Anatomy of a Google My Business Local Listing

People searching for a local business online take action very quickly, whether that be a call, a website viewing, or getting Google Maps directions sent to their phone. Because of this, Google ensures their (Google My Business) GMB listing is actionable in many different ways.

providers guide to local search

Introduction: A patient can read about your business in your introduction.

Reviews: They can read your glowing reviews and the way you’ve responded to people who have criticized your practice. As we’ve written about before, Google reviews are an aggregate of reviews across the web, so keep an eye on all review sites.

Location: They can see where your practice is located on the map, and will either offer driving directions if the user is on mobile, or offer to send those driving directions to their phone if they are on a laptop or desktop. To make it even easier, Google offers a street view.
Knowledge Panel: If someone searches for your business directly, and not just your specialty, Google provides a Knowledge Panel — or info card highlighting your GMB listing — as well as your organic listing.

One-click calling: With a single touch on the phone number in the Google listing, you can call the business from the mobile site.

********************

**WORK TO COMPLETE**
1. In the passage on Google My Business listings, what does Google provide when someone searches for a business directly rather than only for its specialty?
2. Write the next portion of the passage on Google My Business listings, picking up after its final sentence.

********************

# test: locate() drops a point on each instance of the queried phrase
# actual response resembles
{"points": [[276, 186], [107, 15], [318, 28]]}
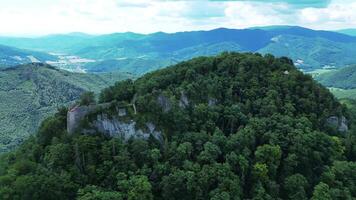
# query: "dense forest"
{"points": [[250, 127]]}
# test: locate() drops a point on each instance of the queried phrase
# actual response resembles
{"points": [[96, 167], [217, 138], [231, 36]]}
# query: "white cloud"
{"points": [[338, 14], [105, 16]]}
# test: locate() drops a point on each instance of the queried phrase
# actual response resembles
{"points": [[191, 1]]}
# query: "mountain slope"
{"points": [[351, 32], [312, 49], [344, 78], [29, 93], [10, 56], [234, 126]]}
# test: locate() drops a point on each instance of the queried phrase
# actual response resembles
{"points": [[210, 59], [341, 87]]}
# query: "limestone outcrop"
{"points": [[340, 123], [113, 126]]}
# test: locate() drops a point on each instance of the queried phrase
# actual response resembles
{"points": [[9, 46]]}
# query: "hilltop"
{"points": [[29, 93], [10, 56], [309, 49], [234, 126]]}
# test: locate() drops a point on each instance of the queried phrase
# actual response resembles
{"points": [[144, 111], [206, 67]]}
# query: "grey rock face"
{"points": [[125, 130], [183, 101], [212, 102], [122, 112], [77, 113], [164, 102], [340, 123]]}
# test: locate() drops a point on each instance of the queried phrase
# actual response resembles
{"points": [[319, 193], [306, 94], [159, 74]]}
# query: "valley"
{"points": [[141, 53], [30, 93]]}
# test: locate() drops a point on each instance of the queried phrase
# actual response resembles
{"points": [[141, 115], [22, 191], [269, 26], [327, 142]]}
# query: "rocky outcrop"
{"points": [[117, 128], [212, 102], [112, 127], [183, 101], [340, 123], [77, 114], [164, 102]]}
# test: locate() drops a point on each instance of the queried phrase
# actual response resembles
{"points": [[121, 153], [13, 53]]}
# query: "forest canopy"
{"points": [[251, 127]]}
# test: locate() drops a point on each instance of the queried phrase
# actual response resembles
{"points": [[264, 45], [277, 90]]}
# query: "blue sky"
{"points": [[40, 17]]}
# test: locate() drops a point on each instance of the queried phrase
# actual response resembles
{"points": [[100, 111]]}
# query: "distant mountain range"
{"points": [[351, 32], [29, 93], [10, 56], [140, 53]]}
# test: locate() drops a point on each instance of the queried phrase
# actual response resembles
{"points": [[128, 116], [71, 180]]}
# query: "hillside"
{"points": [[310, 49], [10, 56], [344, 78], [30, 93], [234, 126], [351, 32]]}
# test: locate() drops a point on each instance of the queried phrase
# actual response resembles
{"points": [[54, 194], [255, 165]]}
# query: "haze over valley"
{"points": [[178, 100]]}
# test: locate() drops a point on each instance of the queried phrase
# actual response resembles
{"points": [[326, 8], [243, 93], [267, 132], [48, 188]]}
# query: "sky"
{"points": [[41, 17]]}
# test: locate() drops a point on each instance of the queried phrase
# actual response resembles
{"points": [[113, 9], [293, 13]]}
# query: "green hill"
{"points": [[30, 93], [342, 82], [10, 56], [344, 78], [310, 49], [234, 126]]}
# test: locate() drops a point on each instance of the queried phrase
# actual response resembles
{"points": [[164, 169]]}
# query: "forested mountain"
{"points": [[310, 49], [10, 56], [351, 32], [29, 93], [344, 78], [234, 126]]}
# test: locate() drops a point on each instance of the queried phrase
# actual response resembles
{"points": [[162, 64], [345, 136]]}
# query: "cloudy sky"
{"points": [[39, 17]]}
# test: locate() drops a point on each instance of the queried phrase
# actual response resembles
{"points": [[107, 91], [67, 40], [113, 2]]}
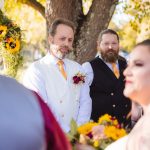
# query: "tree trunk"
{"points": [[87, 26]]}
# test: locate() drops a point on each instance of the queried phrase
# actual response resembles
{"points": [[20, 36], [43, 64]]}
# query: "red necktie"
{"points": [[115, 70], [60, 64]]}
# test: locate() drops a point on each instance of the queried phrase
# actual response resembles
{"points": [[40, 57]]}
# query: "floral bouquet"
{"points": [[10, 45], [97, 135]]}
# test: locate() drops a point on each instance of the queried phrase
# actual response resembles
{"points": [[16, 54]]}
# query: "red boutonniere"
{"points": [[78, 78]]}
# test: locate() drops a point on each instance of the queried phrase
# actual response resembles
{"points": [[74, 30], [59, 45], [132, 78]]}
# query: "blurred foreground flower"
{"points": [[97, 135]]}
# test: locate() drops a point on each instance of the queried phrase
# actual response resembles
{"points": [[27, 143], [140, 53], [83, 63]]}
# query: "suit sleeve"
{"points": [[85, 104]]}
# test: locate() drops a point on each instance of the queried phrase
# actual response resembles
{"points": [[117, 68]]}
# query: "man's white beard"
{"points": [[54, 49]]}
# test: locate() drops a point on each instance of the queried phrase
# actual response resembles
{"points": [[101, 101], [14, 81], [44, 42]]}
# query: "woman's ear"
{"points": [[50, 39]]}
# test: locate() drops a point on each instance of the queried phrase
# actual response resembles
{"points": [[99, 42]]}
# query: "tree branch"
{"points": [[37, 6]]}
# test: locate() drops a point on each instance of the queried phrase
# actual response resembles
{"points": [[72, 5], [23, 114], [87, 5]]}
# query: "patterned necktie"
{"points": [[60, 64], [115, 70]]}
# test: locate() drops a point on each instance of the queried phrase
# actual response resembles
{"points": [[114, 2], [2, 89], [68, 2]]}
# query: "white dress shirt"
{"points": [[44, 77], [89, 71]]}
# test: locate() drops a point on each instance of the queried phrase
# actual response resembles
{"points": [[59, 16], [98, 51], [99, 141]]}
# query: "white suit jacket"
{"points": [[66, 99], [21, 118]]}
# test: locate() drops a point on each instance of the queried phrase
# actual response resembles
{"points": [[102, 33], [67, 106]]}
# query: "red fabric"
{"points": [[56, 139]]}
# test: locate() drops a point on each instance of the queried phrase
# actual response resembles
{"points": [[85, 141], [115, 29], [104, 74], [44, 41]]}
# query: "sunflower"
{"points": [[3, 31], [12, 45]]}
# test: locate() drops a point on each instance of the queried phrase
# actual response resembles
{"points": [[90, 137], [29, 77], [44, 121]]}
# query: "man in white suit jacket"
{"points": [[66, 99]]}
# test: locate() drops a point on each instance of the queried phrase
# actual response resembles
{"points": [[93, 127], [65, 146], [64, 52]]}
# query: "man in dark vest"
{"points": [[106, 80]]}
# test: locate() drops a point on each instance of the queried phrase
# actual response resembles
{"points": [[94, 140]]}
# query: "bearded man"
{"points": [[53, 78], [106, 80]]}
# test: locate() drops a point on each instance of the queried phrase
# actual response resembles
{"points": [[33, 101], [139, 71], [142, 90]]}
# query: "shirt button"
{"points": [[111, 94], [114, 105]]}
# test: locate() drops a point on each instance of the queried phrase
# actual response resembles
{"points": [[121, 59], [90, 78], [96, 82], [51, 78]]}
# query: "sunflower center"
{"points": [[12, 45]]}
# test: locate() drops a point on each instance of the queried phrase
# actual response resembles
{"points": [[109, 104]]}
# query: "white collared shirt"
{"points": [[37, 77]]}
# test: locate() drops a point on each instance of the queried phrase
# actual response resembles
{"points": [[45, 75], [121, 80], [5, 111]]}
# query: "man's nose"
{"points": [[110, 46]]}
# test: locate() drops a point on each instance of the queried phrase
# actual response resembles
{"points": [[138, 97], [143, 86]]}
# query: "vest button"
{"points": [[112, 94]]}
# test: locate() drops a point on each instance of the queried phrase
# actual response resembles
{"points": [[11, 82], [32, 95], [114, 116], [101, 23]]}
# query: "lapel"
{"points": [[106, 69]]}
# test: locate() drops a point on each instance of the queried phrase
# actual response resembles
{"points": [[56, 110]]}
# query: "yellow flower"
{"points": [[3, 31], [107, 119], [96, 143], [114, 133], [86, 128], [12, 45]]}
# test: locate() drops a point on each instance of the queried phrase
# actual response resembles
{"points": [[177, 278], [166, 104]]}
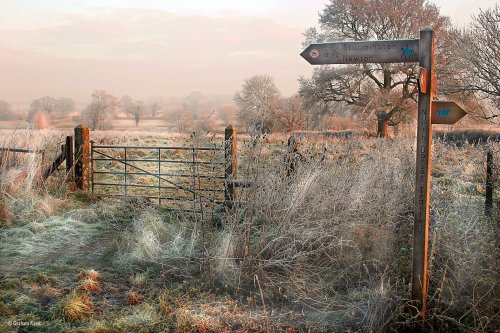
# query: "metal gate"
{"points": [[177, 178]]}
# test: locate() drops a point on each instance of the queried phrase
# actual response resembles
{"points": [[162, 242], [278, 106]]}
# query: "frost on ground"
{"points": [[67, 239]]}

********************

**RESPONSES**
1. A Knowledge Panel, an info card highlighting the GMB listing, along with the business's organic listing.

2.
providers guide to local search

Your Google My Business Dashboard

The actions users take with your Google My Business listing are reported to you daily in your My Business dashboard. For instance, you can see how many times your business ranked in search, how many people clicked over to your website, or how many clicked to call you directly.

providers guide to local search

Google My Business dashboard showing views and phone calls through listing.

Good marketing is important. Trackable marketing is vital. You’ll quickly see your Google listing’s ROI.

So now, put your Google My Business information into action.

Going Local

Creating a Google My Business Listing

We’re assuming you already have a GMB listing, but if you don’t, now’s the time to get one started. Head over to business.google.com.

The majority of the fields are pretty simple, like your business name, address, and phone number. If your address has a suite number, use the “#” symbol, as that seems to be Google’s preferred address style.

Don’t worry about uploading images just yet, as we’ll get to that later in the series. A good headshot, or, if your practice has a brand separate from you, then your logo, should suffice.

Get your verification process started asap. Google doesn’t want fake listings created to act as marketing ploys for unethical marketers, so they require you to verify your physical address. After you say that your address is correct, they’ll send a physical letter to your practice.

Verified GMB listings are much easier to rank than unverified listings, so this step is crucial.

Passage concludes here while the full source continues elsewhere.